'Peary caribou is going to be gone? No way.'
Hunter disputes caribou 'experts'
RESOLUTE BAY – Simon Idlout, 61, can think of one reason why he would stop hunting Peary caribou – and it's not the possibility of the stocky animals being protected under Canada's Species At Risk Act.
"I will stop only when I'm in the ground," he says, chuckling inside his home.
Idlout shot his first Peary caribou when he was so young he couldn't pull the bolt back on his .22 rifle with his tiny hands, so his father tied on a tether rope, which Idlout would yank with his teeth.
There were more caribou then. In the 1970s, scientists estimated there were about 50,000 Peary caribou roaming the islands of the High Arctic. Current counts suggest that number has dropped to about 8,000, and federal scientists fear the animals may one day disappear.
Idlout and other hunters dispute the current counts as being too low. He says he sees lots of caribou, and can't believe the animals could be near extinction.
"Peary caribou is going to be gone? No way," Idlout says.
He points out Peary caribou naturally follow boom-and-bust cycles. He's seen the animals decline and rebound three times in his lifetime, and he's certain that the caribou will bounce back once more.
But Peary caribou face a new challenge today: climate change.
Freezing rain now falls more frequently than it did, and it coats the tundra with ice, which Peary caribou have trouble breaking through. Unable to eat, Peary caribou in recent years have starved.
Idlout offers a number of reasons why he and federal researchers don't see eye-to-eye.
He says the government's helicopter surveys, conducted every few summers, are unable to keep up with the caribou's migrations to different islands in the High Arctic.
Idlout says that means the government is working with old information when they propose hunting restrictions on one island, which may not have had many caribou a few years ago, but is teeming with them today.
He also says government scientists don't pay due attention to other animals. When muskox populations peak, Idlout says they displace Peary caribou. "Peary caribou don't like the smell of muskox," he says.
And there's another predator of Peary caribou, other than Inuit: wolves. "The government had better understand that," Idlout says.
Idlout says he and other hunters shoot wolves to protect Peary caribou, and if the government wants to help, he offers with a grin that he "would be happy to use a helicopter."
"The wolves have really good fur," he adds. "It's warm."
Idlout admits he has trouble taking white scientists from the South seriously. He says having them explain to him the behavior of Peary caribou makes as much sense as him giving a lecture on trees from Resolute, so far above the tree-line.
"I'm the expert," he says.
So, after five years of negotiations between Resolute's hunters and Nunavut's Department of the Environment, there's still no agreement over how to manage the hunt of Peary caribou.
No surprise, given that one side believes Peary caribou are disappearing, and the other side sees them continuing to thrive.
But such an agreement will need to be struck, if the federal government stays its course and makes Peary caribou an endangered species under the Species At Risk Act.

(DIRECTIONS):
[a] Answer these questions about the article on Peary caribou:
(i) About how many Peary caribou did scientists estimate were on the High Arctic islands in the 1970s?
(ii) How many times has Idlout seen the animals decline and rebound in his lifetime?
(iii) How many years of negotiations have passed between Resolute's hunters and Nunavut's Department of the Environment?
[b] Please output a passage of the article on Peary caribou word for word, beginning at the words "And there's another" and stopping after "of Peary caribou.".
The material after this isn't needed.

Saved entries
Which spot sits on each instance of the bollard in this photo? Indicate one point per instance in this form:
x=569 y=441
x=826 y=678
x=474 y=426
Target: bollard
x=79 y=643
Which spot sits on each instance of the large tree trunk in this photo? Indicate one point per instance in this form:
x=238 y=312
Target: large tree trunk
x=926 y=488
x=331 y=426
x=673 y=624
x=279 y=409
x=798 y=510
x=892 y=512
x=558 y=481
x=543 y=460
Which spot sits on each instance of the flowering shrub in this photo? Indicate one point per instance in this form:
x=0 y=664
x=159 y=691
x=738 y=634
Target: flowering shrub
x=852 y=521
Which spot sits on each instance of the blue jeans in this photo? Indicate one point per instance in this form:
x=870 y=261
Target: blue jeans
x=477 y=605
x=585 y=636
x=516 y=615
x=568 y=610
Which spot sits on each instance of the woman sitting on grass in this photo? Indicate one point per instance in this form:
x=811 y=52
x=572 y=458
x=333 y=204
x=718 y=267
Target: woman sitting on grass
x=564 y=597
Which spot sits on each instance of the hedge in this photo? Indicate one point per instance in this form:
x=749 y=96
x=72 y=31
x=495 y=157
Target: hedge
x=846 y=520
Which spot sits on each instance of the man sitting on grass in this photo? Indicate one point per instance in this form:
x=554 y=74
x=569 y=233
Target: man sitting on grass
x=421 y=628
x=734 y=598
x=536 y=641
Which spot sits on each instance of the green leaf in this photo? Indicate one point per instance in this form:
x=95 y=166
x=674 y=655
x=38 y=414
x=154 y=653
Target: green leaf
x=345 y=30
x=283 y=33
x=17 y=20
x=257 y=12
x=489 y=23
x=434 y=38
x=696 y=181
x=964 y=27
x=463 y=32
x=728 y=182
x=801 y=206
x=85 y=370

(RESULTS IN ORDER):
[a]
(i) About 50,000
(ii) Three times
(iii) Five years

[b]
And there's another predator of Peary caribou, other than Inuit: wolves. "The government had better understand that," Idlout says.
Idlout says he and other hunters shoot wolves to protect Peary caribou, and if the government wants to help, he offers with a grin that he "would be happy to use a helicopter."
"The wolves have really good fur," he adds. "It's warm."
Idlout admits he has trouble taking white scientists from the South seriously. He says having them explain to him the behavior of Peary caribou makes as much sense as him giving a lecture on trees from Resolute, so far above the tree-line.
"I'm the expert," he says.
So, after five years of negotiations between Resolute's hunters and Nunavut's Department of the Environment, there's still no agreement over how to manage the hunt of Peary caribou.